* **DATA TO USE**:
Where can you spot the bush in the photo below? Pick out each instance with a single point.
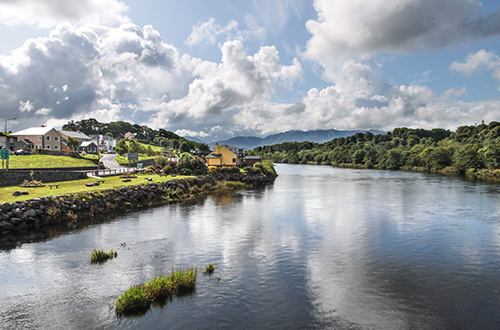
(186, 171)
(166, 169)
(161, 161)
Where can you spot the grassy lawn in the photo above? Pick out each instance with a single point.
(122, 160)
(44, 161)
(77, 186)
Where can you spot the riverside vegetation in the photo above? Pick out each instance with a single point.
(76, 210)
(472, 150)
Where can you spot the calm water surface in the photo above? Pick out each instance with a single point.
(322, 248)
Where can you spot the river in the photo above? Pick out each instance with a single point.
(322, 248)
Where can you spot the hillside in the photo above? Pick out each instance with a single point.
(317, 136)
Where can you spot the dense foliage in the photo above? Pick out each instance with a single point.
(470, 148)
(145, 134)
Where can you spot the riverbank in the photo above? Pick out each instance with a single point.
(39, 215)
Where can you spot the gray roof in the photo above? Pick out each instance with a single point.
(76, 135)
(32, 131)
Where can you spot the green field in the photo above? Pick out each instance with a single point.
(77, 186)
(45, 161)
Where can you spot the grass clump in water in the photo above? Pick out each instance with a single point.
(209, 269)
(138, 299)
(135, 301)
(99, 256)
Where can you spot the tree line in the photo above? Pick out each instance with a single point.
(469, 148)
(142, 133)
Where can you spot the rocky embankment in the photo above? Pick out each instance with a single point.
(32, 215)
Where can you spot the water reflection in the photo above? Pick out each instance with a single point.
(322, 248)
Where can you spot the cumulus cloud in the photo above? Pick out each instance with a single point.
(479, 61)
(209, 32)
(239, 79)
(359, 29)
(92, 70)
(49, 13)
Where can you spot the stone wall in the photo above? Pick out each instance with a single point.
(15, 177)
(29, 216)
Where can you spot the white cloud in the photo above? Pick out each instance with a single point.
(360, 29)
(481, 60)
(209, 32)
(49, 13)
(238, 80)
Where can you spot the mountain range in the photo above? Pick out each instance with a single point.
(319, 136)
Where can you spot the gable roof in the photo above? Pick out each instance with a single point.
(87, 144)
(33, 131)
(76, 135)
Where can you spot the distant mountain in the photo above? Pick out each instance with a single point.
(319, 136)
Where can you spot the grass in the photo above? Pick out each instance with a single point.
(99, 256)
(138, 299)
(78, 186)
(46, 161)
(122, 160)
(209, 269)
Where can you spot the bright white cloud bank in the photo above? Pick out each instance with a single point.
(124, 72)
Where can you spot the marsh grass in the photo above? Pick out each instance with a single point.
(138, 299)
(209, 269)
(99, 256)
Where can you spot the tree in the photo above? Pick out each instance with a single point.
(121, 147)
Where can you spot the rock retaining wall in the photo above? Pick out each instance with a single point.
(31, 215)
(16, 177)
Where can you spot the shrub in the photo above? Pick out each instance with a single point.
(186, 171)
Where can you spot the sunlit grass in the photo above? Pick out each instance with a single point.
(138, 299)
(78, 186)
(47, 161)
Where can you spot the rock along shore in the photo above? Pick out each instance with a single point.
(30, 216)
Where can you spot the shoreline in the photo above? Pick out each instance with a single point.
(37, 218)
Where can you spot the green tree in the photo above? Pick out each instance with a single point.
(73, 143)
(121, 147)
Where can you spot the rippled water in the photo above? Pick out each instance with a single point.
(322, 248)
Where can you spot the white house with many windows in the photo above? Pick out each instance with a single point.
(39, 138)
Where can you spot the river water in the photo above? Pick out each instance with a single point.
(322, 248)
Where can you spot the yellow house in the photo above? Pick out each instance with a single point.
(222, 155)
(230, 156)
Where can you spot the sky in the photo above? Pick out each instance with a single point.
(215, 69)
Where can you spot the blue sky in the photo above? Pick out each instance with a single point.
(217, 69)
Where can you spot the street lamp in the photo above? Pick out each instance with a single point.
(6, 123)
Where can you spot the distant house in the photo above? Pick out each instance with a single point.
(38, 138)
(88, 146)
(4, 141)
(129, 136)
(75, 135)
(105, 142)
(230, 156)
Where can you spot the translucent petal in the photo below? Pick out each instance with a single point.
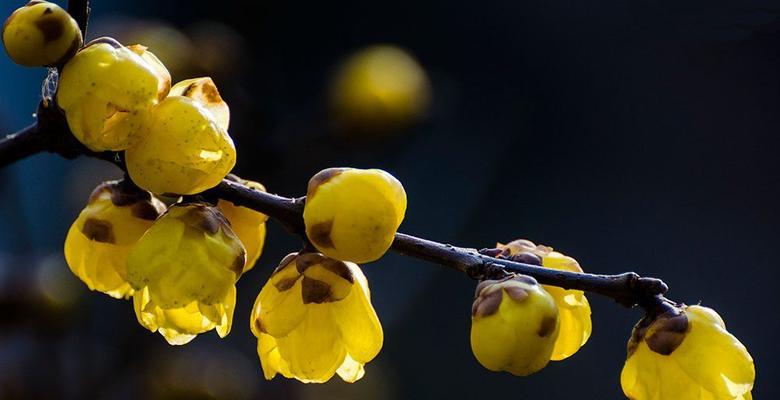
(351, 371)
(713, 357)
(361, 331)
(314, 350)
(281, 312)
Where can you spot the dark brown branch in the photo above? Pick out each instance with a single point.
(79, 10)
(51, 134)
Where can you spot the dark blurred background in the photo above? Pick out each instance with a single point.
(633, 135)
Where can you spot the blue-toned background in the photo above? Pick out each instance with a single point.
(633, 135)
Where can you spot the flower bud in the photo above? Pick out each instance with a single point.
(514, 325)
(184, 271)
(107, 92)
(379, 88)
(96, 248)
(187, 149)
(314, 318)
(353, 214)
(41, 34)
(573, 306)
(686, 354)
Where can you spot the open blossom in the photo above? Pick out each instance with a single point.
(313, 319)
(96, 248)
(686, 354)
(184, 271)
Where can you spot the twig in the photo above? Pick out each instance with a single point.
(79, 10)
(628, 289)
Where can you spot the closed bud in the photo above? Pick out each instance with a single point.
(187, 149)
(573, 306)
(353, 214)
(107, 92)
(41, 34)
(514, 325)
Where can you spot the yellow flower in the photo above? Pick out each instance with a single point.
(204, 91)
(313, 319)
(353, 214)
(686, 354)
(107, 92)
(96, 248)
(514, 324)
(248, 224)
(379, 88)
(187, 148)
(573, 306)
(41, 34)
(184, 271)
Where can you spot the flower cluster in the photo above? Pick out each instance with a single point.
(313, 319)
(518, 325)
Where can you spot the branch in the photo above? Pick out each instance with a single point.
(628, 289)
(79, 10)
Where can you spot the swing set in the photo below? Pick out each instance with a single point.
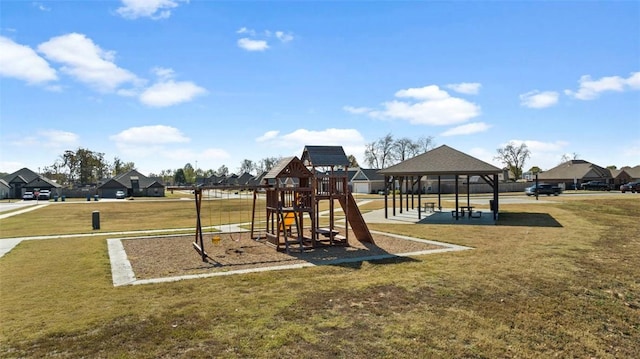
(294, 190)
(198, 243)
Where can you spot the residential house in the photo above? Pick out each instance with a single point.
(26, 180)
(573, 173)
(367, 180)
(134, 184)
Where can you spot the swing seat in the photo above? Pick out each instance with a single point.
(288, 221)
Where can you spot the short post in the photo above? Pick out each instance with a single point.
(95, 219)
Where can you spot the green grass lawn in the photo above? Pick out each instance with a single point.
(562, 282)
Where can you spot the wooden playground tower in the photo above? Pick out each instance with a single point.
(298, 188)
(295, 191)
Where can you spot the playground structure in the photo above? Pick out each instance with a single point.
(295, 190)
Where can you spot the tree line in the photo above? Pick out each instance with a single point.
(85, 167)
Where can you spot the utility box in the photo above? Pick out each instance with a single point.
(95, 219)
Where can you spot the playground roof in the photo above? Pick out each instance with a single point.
(317, 156)
(443, 160)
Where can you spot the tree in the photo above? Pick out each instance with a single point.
(179, 178)
(568, 157)
(379, 153)
(513, 157)
(266, 164)
(404, 148)
(424, 144)
(222, 171)
(189, 173)
(246, 166)
(535, 170)
(120, 167)
(353, 162)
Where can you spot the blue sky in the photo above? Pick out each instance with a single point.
(162, 83)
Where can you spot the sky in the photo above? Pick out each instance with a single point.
(163, 83)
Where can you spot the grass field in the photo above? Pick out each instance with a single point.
(557, 279)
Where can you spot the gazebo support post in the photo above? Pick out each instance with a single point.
(468, 187)
(457, 211)
(439, 194)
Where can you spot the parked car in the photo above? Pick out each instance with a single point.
(543, 188)
(632, 187)
(595, 186)
(44, 195)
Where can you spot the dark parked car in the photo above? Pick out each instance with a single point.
(44, 194)
(596, 186)
(632, 187)
(543, 188)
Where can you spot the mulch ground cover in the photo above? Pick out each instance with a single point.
(170, 256)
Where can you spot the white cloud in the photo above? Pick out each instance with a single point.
(537, 99)
(58, 138)
(350, 139)
(154, 9)
(590, 89)
(47, 139)
(87, 62)
(260, 41)
(466, 129)
(244, 30)
(431, 92)
(283, 37)
(252, 45)
(149, 135)
(167, 92)
(269, 135)
(468, 88)
(329, 137)
(431, 106)
(22, 62)
(356, 110)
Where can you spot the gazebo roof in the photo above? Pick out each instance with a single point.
(443, 160)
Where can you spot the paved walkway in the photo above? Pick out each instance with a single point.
(122, 272)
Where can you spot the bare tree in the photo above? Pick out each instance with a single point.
(379, 153)
(246, 166)
(513, 157)
(568, 157)
(424, 144)
(222, 171)
(267, 164)
(403, 149)
(353, 162)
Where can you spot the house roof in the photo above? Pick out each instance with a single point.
(317, 156)
(578, 169)
(368, 174)
(125, 180)
(634, 172)
(29, 178)
(289, 167)
(442, 160)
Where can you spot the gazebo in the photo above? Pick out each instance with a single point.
(441, 161)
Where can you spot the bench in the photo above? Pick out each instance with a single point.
(429, 207)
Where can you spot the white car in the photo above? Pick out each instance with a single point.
(44, 194)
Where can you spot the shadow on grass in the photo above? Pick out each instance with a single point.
(350, 257)
(527, 219)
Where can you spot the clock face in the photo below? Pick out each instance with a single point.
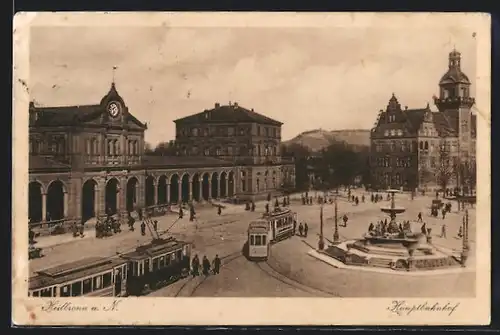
(113, 109)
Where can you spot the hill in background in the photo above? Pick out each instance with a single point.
(318, 139)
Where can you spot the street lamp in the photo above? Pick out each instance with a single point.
(465, 238)
(321, 243)
(336, 232)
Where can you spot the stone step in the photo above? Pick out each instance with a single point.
(380, 262)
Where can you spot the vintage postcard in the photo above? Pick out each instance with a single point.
(251, 169)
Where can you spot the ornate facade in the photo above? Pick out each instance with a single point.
(85, 161)
(419, 148)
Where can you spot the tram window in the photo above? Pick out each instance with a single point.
(87, 285)
(66, 291)
(106, 280)
(257, 240)
(76, 289)
(46, 292)
(97, 283)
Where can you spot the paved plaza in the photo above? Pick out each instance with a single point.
(290, 271)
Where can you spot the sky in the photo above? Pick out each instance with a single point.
(309, 78)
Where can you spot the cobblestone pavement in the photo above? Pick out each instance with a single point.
(290, 271)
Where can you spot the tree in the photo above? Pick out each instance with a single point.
(301, 155)
(444, 170)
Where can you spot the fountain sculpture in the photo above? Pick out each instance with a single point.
(392, 245)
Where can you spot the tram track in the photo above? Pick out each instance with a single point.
(225, 260)
(270, 271)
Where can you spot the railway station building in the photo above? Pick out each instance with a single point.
(86, 161)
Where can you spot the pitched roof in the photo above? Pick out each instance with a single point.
(228, 113)
(182, 161)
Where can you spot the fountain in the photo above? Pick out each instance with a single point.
(392, 245)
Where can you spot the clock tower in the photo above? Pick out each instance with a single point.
(455, 102)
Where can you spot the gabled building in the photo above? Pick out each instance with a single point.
(414, 148)
(89, 160)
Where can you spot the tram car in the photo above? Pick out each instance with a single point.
(258, 245)
(157, 264)
(88, 277)
(281, 224)
(149, 267)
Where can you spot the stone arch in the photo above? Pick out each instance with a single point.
(215, 185)
(149, 191)
(205, 186)
(132, 196)
(223, 184)
(196, 187)
(111, 196)
(55, 200)
(185, 187)
(89, 189)
(174, 188)
(162, 189)
(35, 202)
(230, 184)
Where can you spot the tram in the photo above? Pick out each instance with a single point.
(258, 240)
(281, 224)
(151, 266)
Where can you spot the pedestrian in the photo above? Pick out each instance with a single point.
(423, 229)
(216, 264)
(206, 266)
(195, 264)
(143, 228)
(443, 231)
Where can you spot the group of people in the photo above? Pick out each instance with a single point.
(206, 265)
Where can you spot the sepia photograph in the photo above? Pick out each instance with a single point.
(282, 164)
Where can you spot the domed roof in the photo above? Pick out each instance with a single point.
(454, 73)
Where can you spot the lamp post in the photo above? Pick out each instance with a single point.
(321, 243)
(465, 238)
(336, 232)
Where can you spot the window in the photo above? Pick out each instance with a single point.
(46, 292)
(65, 291)
(76, 289)
(87, 285)
(97, 283)
(106, 280)
(258, 240)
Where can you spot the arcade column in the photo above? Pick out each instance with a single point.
(167, 195)
(65, 204)
(44, 206)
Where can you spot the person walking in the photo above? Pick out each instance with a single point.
(443, 231)
(216, 265)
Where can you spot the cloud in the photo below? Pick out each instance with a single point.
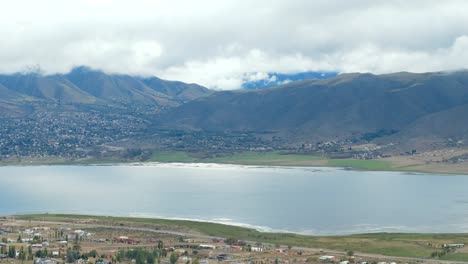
(220, 44)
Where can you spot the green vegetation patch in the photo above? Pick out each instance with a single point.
(267, 158)
(456, 257)
(172, 156)
(390, 244)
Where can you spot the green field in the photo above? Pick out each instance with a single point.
(390, 244)
(273, 158)
(172, 156)
(375, 165)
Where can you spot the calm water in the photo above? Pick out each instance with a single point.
(307, 200)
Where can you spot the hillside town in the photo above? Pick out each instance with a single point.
(54, 242)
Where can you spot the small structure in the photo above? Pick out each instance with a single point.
(326, 258)
(44, 261)
(256, 249)
(205, 246)
(454, 245)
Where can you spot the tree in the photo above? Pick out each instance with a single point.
(160, 245)
(173, 258)
(93, 253)
(12, 252)
(22, 255)
(150, 259)
(230, 241)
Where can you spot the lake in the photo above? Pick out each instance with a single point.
(303, 200)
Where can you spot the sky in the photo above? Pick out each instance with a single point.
(224, 43)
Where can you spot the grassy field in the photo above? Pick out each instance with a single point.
(172, 156)
(375, 165)
(395, 244)
(274, 158)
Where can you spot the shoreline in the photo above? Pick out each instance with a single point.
(399, 244)
(230, 224)
(208, 162)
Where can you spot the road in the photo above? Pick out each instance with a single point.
(188, 234)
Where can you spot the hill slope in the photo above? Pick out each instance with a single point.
(86, 86)
(344, 107)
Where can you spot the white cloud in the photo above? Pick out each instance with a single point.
(222, 43)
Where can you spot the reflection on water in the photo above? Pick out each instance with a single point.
(309, 200)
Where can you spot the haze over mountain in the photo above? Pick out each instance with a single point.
(87, 86)
(405, 106)
(413, 109)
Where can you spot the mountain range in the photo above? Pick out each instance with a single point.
(86, 86)
(275, 79)
(409, 108)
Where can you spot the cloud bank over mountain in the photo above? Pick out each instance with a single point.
(219, 44)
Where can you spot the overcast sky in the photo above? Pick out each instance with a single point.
(222, 43)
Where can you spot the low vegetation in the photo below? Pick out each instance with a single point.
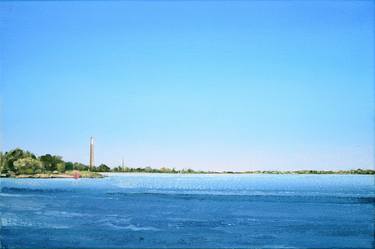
(21, 163)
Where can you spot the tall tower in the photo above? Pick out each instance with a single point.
(91, 153)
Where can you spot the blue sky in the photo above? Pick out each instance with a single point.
(217, 85)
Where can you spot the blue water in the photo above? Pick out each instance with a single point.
(189, 211)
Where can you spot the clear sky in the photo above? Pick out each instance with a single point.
(217, 85)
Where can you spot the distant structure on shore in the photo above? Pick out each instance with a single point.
(91, 153)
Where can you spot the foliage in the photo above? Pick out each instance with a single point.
(50, 162)
(102, 168)
(18, 161)
(28, 166)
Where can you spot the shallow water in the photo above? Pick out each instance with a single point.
(189, 211)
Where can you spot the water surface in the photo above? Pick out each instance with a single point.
(189, 211)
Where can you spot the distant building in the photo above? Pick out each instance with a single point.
(91, 153)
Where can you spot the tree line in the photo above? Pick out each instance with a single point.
(18, 161)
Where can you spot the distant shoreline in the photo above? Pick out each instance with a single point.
(266, 172)
(89, 174)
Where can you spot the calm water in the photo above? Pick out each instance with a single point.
(189, 211)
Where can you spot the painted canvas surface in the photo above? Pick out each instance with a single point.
(187, 124)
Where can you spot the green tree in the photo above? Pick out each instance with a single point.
(103, 168)
(12, 156)
(69, 166)
(61, 167)
(28, 166)
(50, 162)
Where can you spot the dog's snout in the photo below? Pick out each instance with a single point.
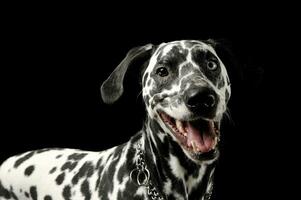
(200, 100)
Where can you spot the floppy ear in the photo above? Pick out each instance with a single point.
(112, 88)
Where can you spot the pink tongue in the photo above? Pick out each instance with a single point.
(204, 142)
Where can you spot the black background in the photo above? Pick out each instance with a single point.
(56, 57)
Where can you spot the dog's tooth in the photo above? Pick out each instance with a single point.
(194, 147)
(180, 126)
(215, 142)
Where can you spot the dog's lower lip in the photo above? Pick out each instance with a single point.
(198, 136)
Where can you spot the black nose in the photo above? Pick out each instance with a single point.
(200, 99)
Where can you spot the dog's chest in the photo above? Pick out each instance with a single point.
(63, 174)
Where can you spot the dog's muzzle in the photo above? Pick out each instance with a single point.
(201, 101)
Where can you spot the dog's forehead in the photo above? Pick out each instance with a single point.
(179, 47)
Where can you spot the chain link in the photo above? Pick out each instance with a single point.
(141, 176)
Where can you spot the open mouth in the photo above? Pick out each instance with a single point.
(198, 137)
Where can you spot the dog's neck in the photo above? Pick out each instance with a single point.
(175, 175)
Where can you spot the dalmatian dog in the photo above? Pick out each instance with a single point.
(185, 88)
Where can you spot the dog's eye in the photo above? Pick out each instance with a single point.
(162, 71)
(211, 65)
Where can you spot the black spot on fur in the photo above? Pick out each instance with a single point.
(186, 69)
(189, 44)
(52, 170)
(4, 192)
(42, 150)
(146, 100)
(227, 95)
(23, 158)
(221, 83)
(13, 195)
(33, 192)
(86, 170)
(47, 197)
(26, 194)
(69, 165)
(145, 78)
(85, 189)
(67, 192)
(60, 178)
(28, 171)
(148, 82)
(202, 58)
(76, 156)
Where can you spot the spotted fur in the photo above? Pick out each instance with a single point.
(65, 174)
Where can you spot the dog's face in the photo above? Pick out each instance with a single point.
(186, 89)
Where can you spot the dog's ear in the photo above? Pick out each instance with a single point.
(112, 88)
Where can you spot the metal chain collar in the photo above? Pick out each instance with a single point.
(141, 176)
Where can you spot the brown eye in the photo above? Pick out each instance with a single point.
(162, 71)
(211, 65)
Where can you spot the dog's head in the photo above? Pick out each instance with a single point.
(185, 88)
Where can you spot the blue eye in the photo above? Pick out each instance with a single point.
(162, 71)
(212, 65)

* **PROBLEM STATEMENT**:
Print exactly the lines from the one with "Where can you spot the black spot" through the last line of the material, including both, and no others.

* **RESULT OF THE EXERCISE**:
Where can you spot the black spot on fur in the photo above? Pick out each instance with a single point.
(186, 69)
(189, 44)
(52, 170)
(4, 192)
(42, 150)
(146, 100)
(227, 95)
(23, 158)
(221, 83)
(13, 195)
(33, 192)
(86, 170)
(47, 197)
(26, 194)
(69, 165)
(145, 78)
(85, 189)
(67, 192)
(60, 178)
(28, 171)
(148, 82)
(202, 58)
(76, 156)
Where can you spot the spotted fur in the photo above? Pick out each instance with a single point.
(65, 174)
Where can you spot the dog's face in the photo above? Pick out each instance with a single point.
(186, 89)
Where can you spot the dog's ear in the photo above? Pick out each instance with a single point.
(112, 88)
Where can you spot the metal chain collar in the photo above? Pick out each instance with a single point.
(141, 176)
Where can you spot the brown eye in the photo above? Pick out each instance with a single point.
(162, 71)
(211, 65)
Where can you spot the dog's head in the photo above? Pick out each instance with a single point.
(185, 88)
Where can you spot the blue eye in the photo above? Pick out each instance with a single point.
(162, 71)
(212, 65)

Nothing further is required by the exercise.